If these things are being manually edited, you tend to find places where there are inconsistencies which people have never realized. You know, you have a big open API spec or something, and you’re like “Okay, I’ll write a rule against that”, and it’s like “Oh, here’s an inconsistency. Okay, right. Game on.”

Yeah.

But it erased that kind of issue.

One of CUE’s strengths, to my mind, is there’s CUE the language, there’s the cue command, much like there is the go command that complements the Go language as well… And much like Go, who’s got a standard library, CUE has a standard library as well, which enables you to write tools that use CUE.

One of the great powers of the CUE command itself, which is the parallel of the Go command and the CUE APIs, is that you can almost seamlessly translate between these data formats as well, whether it be JSON, YAML, JSON Schema. So this is, again, a strength that I like is - as Roger was saying, you can find yourself in a situation where you’re working with some JSON, or working with some YAML, or working with some protobuf, with just any different formats of either data or schema, and CUE enables you to actually translate between those, and effectively define conveniently a sort of source of truth for “Okay, here is my schema” or “I want this to be defined in JSON Schema, for example; because actually there’s a pre-existing schema, so let me work with that.” But instead, I want to write some extra validation in CUE over here, and the ability to combine those things is super-powerful so I end up just doing a lot of hacking using the CUE command itself to, as Roger suggested, just validate data in the first instance, against various schema sources.

Marcel van Lohuizen

Yeah, one other use case that has grown quite big actually is Istio. They’re using CUE to generate their OpenAPI from their protobufs. So they’re reading the protobufs, convert it to CUE… There’s a few reasons why you wanna do this extra step, going from proto to CUE to OpenAPI. First of all, the mappings are not that trivial; I sometimes get a bug report for CUE, like “Oh, this mapping is really weird.” It’s completely blew up from what protobuf is to OpenAPI… But that’s actually because the meaning is slightly different between the two, and CUE captures that correctly… So sometimes you just do get weird outputs, but that’s basically because it’s correct.

The other thing is – so this is where the composability comes in. Protobuf isn’t very expressive; you just have basic types… And there are some extensions to protobufs where you can have expressions that validate a field, very much like JSON Schema, but if you wanna have cross-type validation, or more complicated validation - it’s hard to do. So even if you have such a pipeline, because CUE is composable, you can throw in any additional kind of schema on top of it and it will just combine it in the end result… So unlike with inheritance, where you have to specify the layering and specify in which order you would apply. And also, the semantics is always a little bit shady. Like, okay, you apply the order, but is that really what you mean? And every different ordering means something different, and which one is the correct one… So that issue is completely gone in CUE, because the order doesn’t matter, basically.

→ **MATERIAL SHOWN**:
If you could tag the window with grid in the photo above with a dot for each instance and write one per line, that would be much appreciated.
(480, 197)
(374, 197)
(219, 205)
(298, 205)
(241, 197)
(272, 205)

→ **ACTIONS TO TAKE**:
1. In the CUE discussion, what does Istio use CUE to generate from its protobufs?
2. List every data or schema format that the CUE discussion names in the paragraph beginning "One of the great powers of the CUE command itself."
The lines above stand apart from the CUE discussion and are not part of it.

→ **SOLUTIONS FOR EACH TASK**:
1. Istio uses CUE to generate its OpenAPI from its protobufs.

2. JSON, YAML, JSON Schema, protobuf